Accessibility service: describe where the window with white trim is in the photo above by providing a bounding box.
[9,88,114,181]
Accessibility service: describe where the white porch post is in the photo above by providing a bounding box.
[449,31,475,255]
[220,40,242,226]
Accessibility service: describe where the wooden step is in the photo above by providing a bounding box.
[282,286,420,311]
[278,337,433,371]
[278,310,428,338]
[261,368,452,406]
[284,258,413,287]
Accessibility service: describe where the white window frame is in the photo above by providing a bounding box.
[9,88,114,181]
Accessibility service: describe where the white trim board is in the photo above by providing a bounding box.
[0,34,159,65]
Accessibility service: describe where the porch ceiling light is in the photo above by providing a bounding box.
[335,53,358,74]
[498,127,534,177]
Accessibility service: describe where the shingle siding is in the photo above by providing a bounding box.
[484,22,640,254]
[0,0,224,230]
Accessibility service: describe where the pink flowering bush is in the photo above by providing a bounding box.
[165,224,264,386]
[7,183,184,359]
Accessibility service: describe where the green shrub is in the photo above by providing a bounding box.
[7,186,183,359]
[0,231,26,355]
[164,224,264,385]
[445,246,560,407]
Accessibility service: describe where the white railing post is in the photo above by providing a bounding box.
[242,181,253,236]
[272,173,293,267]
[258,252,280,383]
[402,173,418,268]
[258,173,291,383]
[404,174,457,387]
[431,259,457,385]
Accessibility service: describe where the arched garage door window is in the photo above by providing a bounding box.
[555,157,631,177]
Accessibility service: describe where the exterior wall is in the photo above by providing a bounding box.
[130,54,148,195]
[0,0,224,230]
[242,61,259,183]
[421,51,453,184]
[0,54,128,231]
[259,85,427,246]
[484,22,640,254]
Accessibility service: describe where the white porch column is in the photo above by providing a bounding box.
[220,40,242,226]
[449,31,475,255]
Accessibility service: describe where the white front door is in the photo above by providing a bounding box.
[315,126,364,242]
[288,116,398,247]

__To do__
Put every line of the data above into a Markdown table with two columns, Row for the row number and Line for the line itself. Leave out blank lines.

__Result__
| Row | Line |
|---|---|
| 1 | Accessibility service: describe where the window with white trim is in the photo above by providing a bounding box. |
| 2 | [9,88,114,181] |
| 3 | Accessibility service: describe where the white porch post is in the photo above by providing a bounding box. |
| 4 | [449,31,475,255] |
| 5 | [220,40,242,226] |
| 6 | Accessibility service: describe where the wooden step is in the photo above by providing a bounding box. |
| 7 | [282,286,420,311] |
| 8 | [278,337,433,371] |
| 9 | [278,310,428,338] |
| 10 | [261,368,452,406] |
| 11 | [284,258,413,287] |
| 12 | Accessibility service: describe where the white window frame is in the photo above by providing a bounding box. |
| 13 | [9,88,114,181] |
| 14 | Accessibility service: describe where the white trim board is in the photo above by providing a bounding box. |
| 15 | [0,34,159,65] |
| 16 | Accessibility service: describe where the porch ceiling light is in the photo above by providing a bounding box. |
| 17 | [335,53,358,74] |
| 18 | [498,127,534,177] |
| 19 | Accessibility service: describe where the shingle siding is in the photo above by providing a bounding box. |
| 20 | [484,22,640,254] |
| 21 | [0,0,224,230] |
| 22 | Accessibility service: describe where the pink flowering bush is in the photo above by providing a bounding box. |
| 23 | [165,224,264,386] |
| 24 | [7,183,184,359] |
| 25 | Accessibility service: describe where the green shrub is in the photo above by providing a bounding box. |
| 26 | [7,186,183,359] |
| 27 | [0,231,26,355] |
| 28 | [164,224,264,385] |
| 29 | [445,246,560,407] |
| 30 | Accessibility service: describe where the white railing post is in the photo above by providing a bounding box. |
| 31 | [242,181,253,236] |
| 32 | [272,173,293,267] |
| 33 | [258,252,280,383] |
| 34 | [402,173,418,268] |
| 35 | [258,173,291,383] |
| 36 | [404,174,457,387] |
| 37 | [431,259,457,385] |
| 38 | Accessibility service: describe where the arched garage door window is in the photo above by providing a bounding box. |
| 39 | [555,157,631,177] |
| 40 | Accessibility service: describe where the exterior wall is in the photo above by providing a bounding box. |
| 41 | [130,54,148,195] |
| 42 | [0,0,224,230] |
| 43 | [242,61,259,183] |
| 44 | [421,51,453,184] |
| 45 | [0,54,128,231] |
| 46 | [259,85,427,246] |
| 47 | [484,22,640,254] |
| 48 | Accessibility service: describe where the white porch column is in the photo above by providing a bounding box. |
| 49 | [220,40,242,226] |
| 50 | [449,31,475,255] |
| 51 | Accessibility service: describe where the white front door is in the photo above by providing a bounding box. |
| 52 | [315,126,364,242] |
| 53 | [288,116,398,247] |